# 本文抜粋
_ _ _ _

豊田英司
toyoda@gfd-dennou.org
この文書は htroff の典型的使用法を、 なるべく簡潔をこころがけて説明します。 読者には WWW と UNIX または MS-DOS (Windows の MS-DOS プロンプトでも可) に 親しんでいることと、HTML についての若干の知識が期待されます。 さらなる htroff の動作の詳細は「htroff リファレンスマニュアル」( htroff.htm ) で説明されています。
htroff は HTML を生成する roff に似たソフトウェアです。 古来 roff の互換ソフトウェアはデバイス名を頭に冠して psroff, ditroff などと称するのが慣例のようなので、 HTML の先頭の2文字を取って htroff と命名しました。
roff は一群の組版ソフトウェアの名前です。 UNIX には写真植字機のためのファイルを出力する troff と テレタイプのような機械のためにプレーンテキストに 近い出力を出す nroff があります。 また、GNU プロジェクトでは groff というものを作っていて、 これはポストスクリプト出力ができたり日本語パッチが出たりしています。
いまでこそ roff は TeX などとくらべてもあまり流行りませんが UNIX のオンラインマニュアルは roff の man マクロパッケージを使って 書くことになっています。 このマニュアルをうまく HTML に変換したかったのが、 htroff を作ろうと思ったきっかけです。
作者の不勉強・力不足に由来するいろいろの非互換性はありますが、 ぼちぼち roff らしいものはできたと自負しております。 互換性に関する目標は
マクロパッケージを行儀良く使った roff ソースが共有できることです。
なお作者不勉強につき元祖 roff のちゃんとしたマニュアルを 見たことがありません。 したがって roff の挙動と称するものは利用例・関連文書・実験結果 などからの推測が多分に混じっています。 もし間違いなどありましたらお知らせいただけると幸いです。
htroff は roff の入力から HTML を生成します。 普通はその入力をファイルにしておくでしょうから、 これをコマンドライン引数 (ひきすう、``htroff'' の後に書く文字列) にして起動すれば htroff はそのファイルを読みに行きます。 なお入力ファイルは複数指定できます。 標準入力を指定するにはファイル名のかわりに - を用います。 たとえば file.inを入力ファイル名とすると
$ htroff file.inというコマンドによって生成された HTML が標準出力にでてきます。

_ _ _ _

# 抽出した行
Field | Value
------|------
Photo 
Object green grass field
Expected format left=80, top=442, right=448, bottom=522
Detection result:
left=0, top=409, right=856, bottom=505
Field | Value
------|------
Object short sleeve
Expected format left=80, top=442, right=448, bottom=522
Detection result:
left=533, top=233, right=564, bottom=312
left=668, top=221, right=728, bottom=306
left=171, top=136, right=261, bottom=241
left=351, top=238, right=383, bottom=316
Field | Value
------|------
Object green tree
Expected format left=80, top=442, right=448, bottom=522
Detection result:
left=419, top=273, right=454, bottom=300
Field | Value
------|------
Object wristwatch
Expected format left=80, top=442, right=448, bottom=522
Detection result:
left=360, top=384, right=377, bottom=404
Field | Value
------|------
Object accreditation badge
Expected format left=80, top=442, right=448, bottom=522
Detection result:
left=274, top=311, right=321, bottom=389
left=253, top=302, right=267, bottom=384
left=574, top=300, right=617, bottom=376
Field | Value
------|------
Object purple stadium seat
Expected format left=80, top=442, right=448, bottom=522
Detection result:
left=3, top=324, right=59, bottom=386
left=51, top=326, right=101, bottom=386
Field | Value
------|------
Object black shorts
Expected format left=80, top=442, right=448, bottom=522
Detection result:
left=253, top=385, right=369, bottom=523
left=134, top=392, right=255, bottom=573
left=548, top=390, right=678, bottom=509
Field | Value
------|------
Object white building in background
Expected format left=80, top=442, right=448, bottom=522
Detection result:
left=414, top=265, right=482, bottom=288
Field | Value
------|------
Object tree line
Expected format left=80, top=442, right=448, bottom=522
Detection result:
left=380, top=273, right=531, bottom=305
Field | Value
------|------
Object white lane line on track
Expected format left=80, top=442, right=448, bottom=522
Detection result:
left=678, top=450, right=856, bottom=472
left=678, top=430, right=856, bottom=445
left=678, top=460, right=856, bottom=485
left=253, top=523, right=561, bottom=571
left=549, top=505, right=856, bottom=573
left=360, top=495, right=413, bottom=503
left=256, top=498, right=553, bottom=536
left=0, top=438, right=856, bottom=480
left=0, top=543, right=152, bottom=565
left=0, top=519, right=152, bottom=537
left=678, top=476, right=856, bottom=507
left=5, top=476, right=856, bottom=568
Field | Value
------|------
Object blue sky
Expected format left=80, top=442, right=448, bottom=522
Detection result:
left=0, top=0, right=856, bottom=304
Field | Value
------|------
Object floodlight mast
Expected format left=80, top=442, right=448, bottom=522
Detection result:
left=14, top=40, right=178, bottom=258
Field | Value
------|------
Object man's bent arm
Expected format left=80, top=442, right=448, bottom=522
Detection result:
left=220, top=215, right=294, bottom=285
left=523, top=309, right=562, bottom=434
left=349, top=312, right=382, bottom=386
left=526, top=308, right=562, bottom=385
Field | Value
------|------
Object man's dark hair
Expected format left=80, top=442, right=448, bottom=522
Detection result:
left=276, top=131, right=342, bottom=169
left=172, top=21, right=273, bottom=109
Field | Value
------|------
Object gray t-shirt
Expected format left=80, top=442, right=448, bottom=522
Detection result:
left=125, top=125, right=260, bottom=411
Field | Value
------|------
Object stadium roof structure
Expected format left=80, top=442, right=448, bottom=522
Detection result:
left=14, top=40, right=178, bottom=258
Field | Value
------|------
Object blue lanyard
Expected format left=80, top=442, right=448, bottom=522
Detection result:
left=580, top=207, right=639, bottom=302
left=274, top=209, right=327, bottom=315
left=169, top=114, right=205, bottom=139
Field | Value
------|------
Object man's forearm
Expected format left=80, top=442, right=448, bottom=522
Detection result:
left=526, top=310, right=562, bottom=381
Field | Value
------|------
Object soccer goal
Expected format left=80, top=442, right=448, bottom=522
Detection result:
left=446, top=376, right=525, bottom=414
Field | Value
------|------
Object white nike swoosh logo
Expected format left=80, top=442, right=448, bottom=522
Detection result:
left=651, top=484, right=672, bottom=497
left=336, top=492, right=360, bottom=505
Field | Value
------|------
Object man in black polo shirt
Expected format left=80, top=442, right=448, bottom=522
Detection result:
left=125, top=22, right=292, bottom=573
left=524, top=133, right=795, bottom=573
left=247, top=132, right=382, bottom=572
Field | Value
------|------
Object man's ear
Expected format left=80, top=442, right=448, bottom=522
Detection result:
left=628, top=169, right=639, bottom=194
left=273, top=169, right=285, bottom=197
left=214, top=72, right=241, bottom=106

_ _ _ _

# やること一覧
1. htroff の解説によると、htroff という名前はどのように付けられたか。
2. htroff の解説を、最後の文の後から続けて書け。

# 課題ごとの結果
1. roff 互換ソフトウェアの慣例にならい、HTML の先頭の2文字を取って名付けられた。

2.
出力をファイルに書き出すためにはリダイレクト(1)するか、 -o オプションを使います。たとえば出力を output.htm に変更するには
$ htroff -ooutput.htm file.inとします。 -o と output.htm の間に空白を入れないでください。
htroff の使い方は基本的にはこれだけなのですが、 後述するマクロパッケージというものを使う場合は -m オプションを使います。たとえば ms マクロパッケージを使うならば
$ htroff -ms -ooutput.htm file.inman マクロパッケージを使うならば
$ htroff -man -ooutput.htm file.inとします(2)。
footnote:
(1) リダイレクトとはシェルが標準出力を画面出力のかわりに ファイルに出力するように指定することです。 普通はコマンドの後に大なり記号 (`>') とファイル名を記述するのですが、 書き方によっていろいろ変わったことができるので、 シェルのマニュアルをみてくださいね。
シェルとは何かという疑問をもちますか? あなたが UNIX を使っているならコマンドに応答するプログラムの ことですから、普通にターミナルからログインした直後の状態だ といっておけばいいでしょう。 あなたが Windows を使っているなら シェルとは MS-DOS プロンプトのことだと思ってください。 なんだかよくわからないなら、ごめんなさい。 ちょっとこのドキュメントの範囲を超えます。
(2) ms マクロパッケージのための入力ファイル名は filename.ms のように .ms で終わるようにするのが普通です。 また man マクロパッケージのための 入力ファイル名は .man で終わるファイル名を使いますが、 man コマンドが使うために /usr/man などのディレクトリに置く場合には /usr/man/man1/htroff.1 のようにピリオドと数字で終わる名前をつけて章ごとの ディレクトリ (ここでは man1) に置かねばなりません。
ごく普通にプレーンテキストを書いただけのものも、 htroff の正当な入力です(3)。 たとえば次のようなテキストファイルを用意します。
In the beginning God created the heaven and the earth.
And the earth was without form, and void;
and darkness was upon the face of the deep.
And the Spirit of God moved upon the face of the waters.
And God said, Let there be light: and there was light.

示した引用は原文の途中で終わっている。